## Work to complete
Format every line of the listing below as a numbered list, skipping any blank lines. Leave the pictures out of your answer.

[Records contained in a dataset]
+++++

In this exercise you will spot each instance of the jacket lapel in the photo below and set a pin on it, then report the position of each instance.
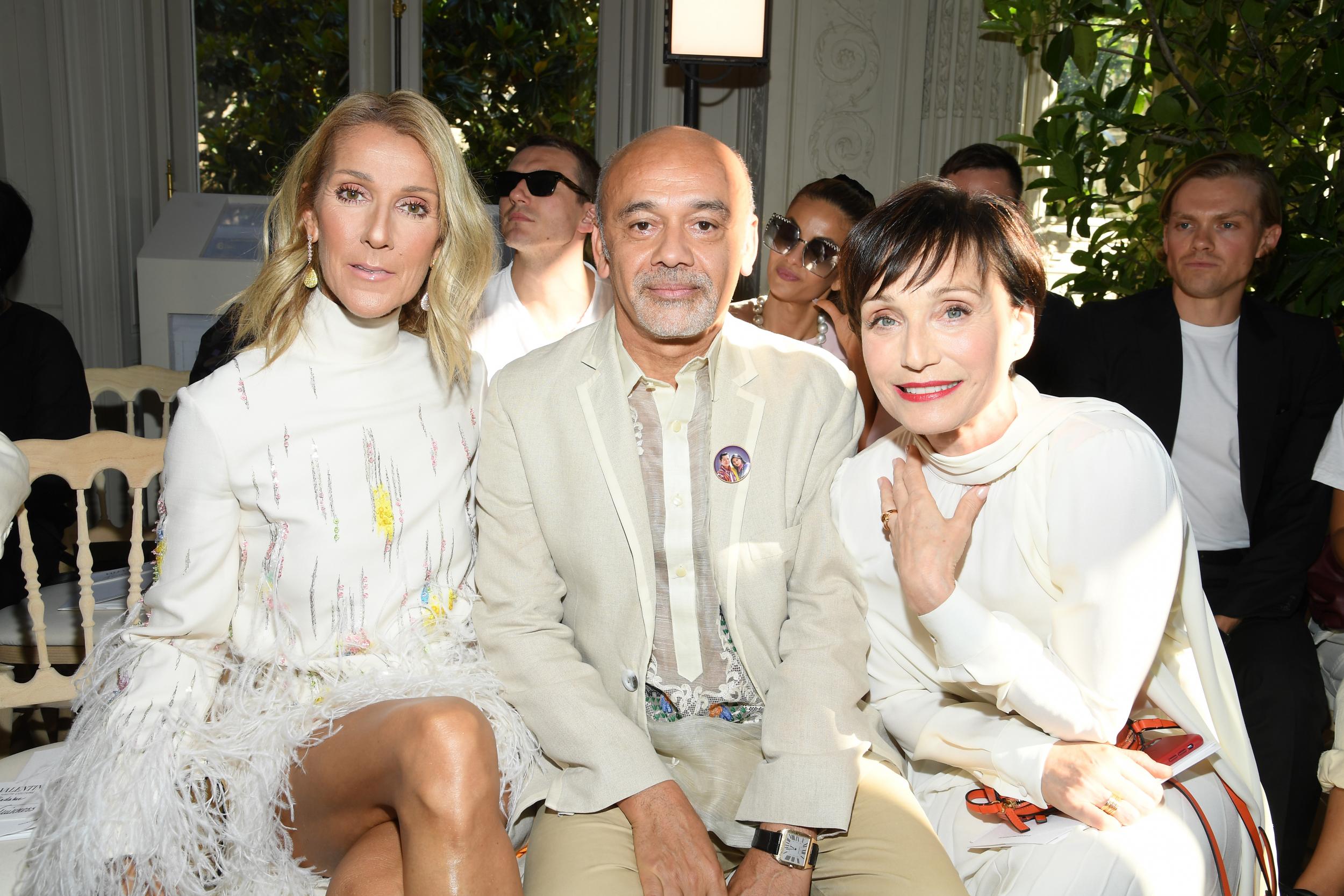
(1257, 394)
(738, 409)
(1163, 358)
(608, 417)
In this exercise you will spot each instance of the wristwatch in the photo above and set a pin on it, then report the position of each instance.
(788, 847)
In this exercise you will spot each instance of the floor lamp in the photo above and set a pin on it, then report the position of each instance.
(713, 33)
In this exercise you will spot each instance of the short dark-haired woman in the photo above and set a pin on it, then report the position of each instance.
(1031, 579)
(803, 275)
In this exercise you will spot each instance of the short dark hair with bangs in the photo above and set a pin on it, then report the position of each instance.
(588, 167)
(929, 222)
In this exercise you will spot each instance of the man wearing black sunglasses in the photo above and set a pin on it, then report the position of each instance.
(547, 291)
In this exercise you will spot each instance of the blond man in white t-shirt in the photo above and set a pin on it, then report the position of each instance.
(547, 291)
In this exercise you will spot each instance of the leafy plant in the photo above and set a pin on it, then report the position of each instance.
(267, 73)
(1148, 87)
(502, 71)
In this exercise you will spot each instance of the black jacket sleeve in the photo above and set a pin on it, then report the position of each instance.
(1292, 511)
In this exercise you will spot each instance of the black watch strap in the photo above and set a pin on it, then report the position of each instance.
(768, 841)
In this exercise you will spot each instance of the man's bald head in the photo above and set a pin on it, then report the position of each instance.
(670, 140)
(676, 227)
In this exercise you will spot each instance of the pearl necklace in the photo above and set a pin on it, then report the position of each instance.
(759, 319)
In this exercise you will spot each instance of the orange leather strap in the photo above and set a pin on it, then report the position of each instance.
(985, 801)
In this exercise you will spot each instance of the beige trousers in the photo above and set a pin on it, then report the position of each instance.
(890, 848)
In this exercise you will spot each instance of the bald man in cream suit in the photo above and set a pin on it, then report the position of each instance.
(687, 648)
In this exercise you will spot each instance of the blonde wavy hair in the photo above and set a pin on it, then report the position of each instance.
(270, 311)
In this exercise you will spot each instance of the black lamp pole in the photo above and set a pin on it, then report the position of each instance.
(691, 96)
(398, 9)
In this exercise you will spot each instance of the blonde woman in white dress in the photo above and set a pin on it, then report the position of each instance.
(300, 695)
(1039, 587)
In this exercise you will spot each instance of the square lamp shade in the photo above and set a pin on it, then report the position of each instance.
(722, 33)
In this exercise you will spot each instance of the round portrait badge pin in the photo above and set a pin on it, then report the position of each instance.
(732, 464)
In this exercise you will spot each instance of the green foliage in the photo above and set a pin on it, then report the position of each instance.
(267, 73)
(1148, 87)
(502, 71)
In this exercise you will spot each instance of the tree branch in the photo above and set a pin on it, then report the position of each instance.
(1171, 62)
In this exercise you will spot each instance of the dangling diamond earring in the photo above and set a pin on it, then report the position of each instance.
(311, 276)
(425, 297)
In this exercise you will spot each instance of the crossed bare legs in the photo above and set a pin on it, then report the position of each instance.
(404, 798)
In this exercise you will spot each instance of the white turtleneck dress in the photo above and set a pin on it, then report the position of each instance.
(1077, 607)
(315, 556)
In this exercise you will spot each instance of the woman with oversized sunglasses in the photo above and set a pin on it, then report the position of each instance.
(803, 299)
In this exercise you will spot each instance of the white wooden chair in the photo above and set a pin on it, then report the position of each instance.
(128, 383)
(41, 633)
(49, 636)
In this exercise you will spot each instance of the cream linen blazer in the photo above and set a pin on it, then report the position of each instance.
(566, 571)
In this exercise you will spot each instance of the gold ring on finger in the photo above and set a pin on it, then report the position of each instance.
(886, 516)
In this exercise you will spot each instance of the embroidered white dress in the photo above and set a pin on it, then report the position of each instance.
(1077, 607)
(315, 556)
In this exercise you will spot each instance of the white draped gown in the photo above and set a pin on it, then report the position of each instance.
(315, 556)
(1077, 607)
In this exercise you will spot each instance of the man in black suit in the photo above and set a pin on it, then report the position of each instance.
(992, 170)
(1241, 394)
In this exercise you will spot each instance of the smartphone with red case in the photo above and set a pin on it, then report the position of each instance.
(1171, 750)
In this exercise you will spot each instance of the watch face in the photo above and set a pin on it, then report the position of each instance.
(795, 848)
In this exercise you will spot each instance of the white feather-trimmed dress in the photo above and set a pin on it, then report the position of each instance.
(315, 556)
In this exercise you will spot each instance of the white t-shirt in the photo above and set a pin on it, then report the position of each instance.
(1207, 450)
(1329, 465)
(504, 331)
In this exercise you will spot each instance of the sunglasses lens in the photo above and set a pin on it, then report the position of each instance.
(783, 235)
(542, 183)
(506, 182)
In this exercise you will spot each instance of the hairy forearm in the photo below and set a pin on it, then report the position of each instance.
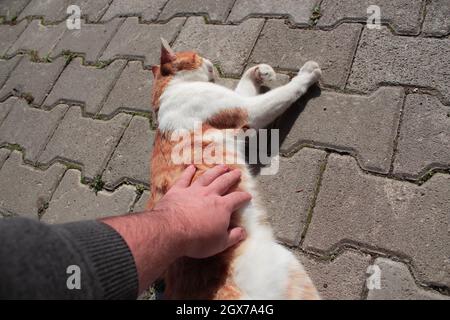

+++++

## Result of the task
1. In this exercise you will spot each instance of the jacket lapel in the photo below and set a pin on it, then report the position of each instance.
2. (1257, 394)
3. (738, 409)
4. (1163, 358)
5. (608, 417)
6. In this exercise you will spot each instance of the wristwatch in the photo above and set a pin on it, then report the position of each instance.
7. (788, 847)
8. In this exercise you will spot each instance of the floor lamp in the photo above and set a pin on it, then report the position of each instance.
9. (713, 33)
10. In this exercise you will spot each instance of the short dark-haired woman in the photo above and set a pin on it, then report the position of each instance.
11. (1031, 579)
12. (803, 275)
13. In this exercise you will spot each instance of the short dark hair with bangs in the photo above and set a pin on it, then report the position of each instance.
14. (588, 167)
15. (929, 222)
16. In this exercise you will spot each instance of the man wearing black sunglasses in the photo above and set a pin on it, then report the position of each instance.
17. (547, 291)
18. In this exercise you will spot each instance of the blond man in white t-shirt in the photo above and set a pin on it, then report the position of each instance.
19. (547, 291)
20. In this exercise you will spot each instance of the leafy plant in the photo above and set a pin on it, then report the position of each instance.
21. (267, 73)
22. (1148, 87)
23. (502, 71)
24. In this exercise you will spot each instance of the black jacket sleeve in the photo above and set a pin on it, then report the position of each instance.
25. (1292, 511)
26. In this exercise you will spot each instance of the black watch strap in the photo above and set a pin on it, then report the position of each instance.
27. (768, 841)
28. In this exercise you will spot each instance of the man's bald head in the photo above and set a pin on it, then report the position of each instance.
29. (670, 140)
30. (676, 227)
31. In this exercise you will spot each instance of the pearl necklace in the photo above and set a pin on it, then report the position of each instance.
32. (759, 319)
33. In this exercise you will spot each instance of the orange leather strap in the photo above and set a pin on it, then report the position of each instance.
34. (985, 801)
35. In this exercise you will spot each instance of the beige trousers in the photo above and set a pin on it, then report the position of each instance.
36. (890, 848)
37. In this exercise you will spot each instance of the bald man in cream suit in the photo above and set a pin on it, then report the position of each instance.
38. (687, 648)
39. In this exercise you will spot each instance of the blonde wavy hair in the photo above and set a pin on it, then report the position of each instance.
40. (270, 311)
41. In this exercise you will spot each instance of the black lamp pole in the photo above and set a pin on it, then report the position of each instance.
42. (691, 96)
43. (398, 9)
44. In this exercise you will spot each instance of the blonde woman in white dress in the photo above and set a pin on it, then report the position of each instance.
45. (300, 695)
46. (1039, 587)
47. In this exercise you will spot each instance of the square lamp shade in the photo above and set a pin on it, then report the position of each instance.
48. (722, 33)
49. In this exercise you will spot each instance of the round portrait badge pin in the photo above and set a pin on it, then report the position of each instance.
50. (732, 464)
51. In this exercise you will spot each instance of the green foliage in the photo above and set a pin on it, then report the position of each instance.
52. (267, 73)
53. (1148, 87)
54. (502, 71)
55. In this exercise you will spot each instance of the tree branch in the photo above and set a pin on it, then report the position of each instance.
56. (1171, 62)
57. In this exercise you will spot each instance of the dangling diamond earring in the photo above and set a pin on it, then report the position of each instance.
58. (311, 276)
59. (425, 297)
60. In this exercise you will spot each instance of the crossed bare legs in the photo above and set a pin on it, then report the position of each instance.
61. (404, 798)
62. In this exercise you will spot each instance of the white turtleneck dress in the photo above and set a pin on it, then report the position of each instance.
63. (1077, 607)
64. (315, 556)
65. In this exercise you will spot each instance of the woman with oversized sunglasses in the photo above and set a pin on it, then report the position of each instance.
66. (803, 299)
67. In this exercise you will spot each instance of the white wooden chair in the photo above and set a pin on it, then report the position of each instance.
68. (128, 383)
69. (41, 633)
70. (49, 636)
71. In this exercise you will spot each instance of the cream linen blazer in the photo above and set a pin on it, then report the position of each instance.
72. (566, 571)
73. In this exercise you will spot each instance of the gold ring on finger in the photo above and set a pin on it, then report the position of each instance.
74. (886, 516)
75. In this exercise you will spot each instance of the embroidered white dress in the photo above and set a pin on it, then report the position of each instance.
76. (1077, 607)
77. (315, 556)
78. In this exercise you will spot each instance of the white draped gown in the photo above and set a pin on it, then report the position of each instance.
79. (315, 556)
80. (1077, 607)
81. In this exercise you will spot each instance of the man in black suit in the photo above and set a pin on it, then report the position of each instance.
82. (992, 170)
83. (1241, 394)
84. In this exercise you will spot each instance of the smartphone with red case in the photo above and set a pin on it, then report the position of each instance.
85. (1171, 750)
86. In this exercise you will spot each instance of the watch face in the photo above and set a pin on it, then report the position of each instance.
87. (795, 848)
88. In this exercise you will spot each instance of the white feather-trimmed dress in the photo above and set a pin on it, then report the position of each instance.
89. (315, 556)
90. In this exercise you will spot each instance of the white t-shirt in the photo above and set a pin on it, then report the position of each instance.
91. (1207, 450)
92. (1329, 465)
93. (504, 331)
94. In this exercise you will spot each instance of the sunglasses lens in the photo above and set a pin on it, then report the position of each instance.
95. (783, 235)
96. (542, 183)
97. (506, 182)
98. In this exercise you will spot each instance of the hairy forearm in the photo below and set a pin on it, then report the position of each instance.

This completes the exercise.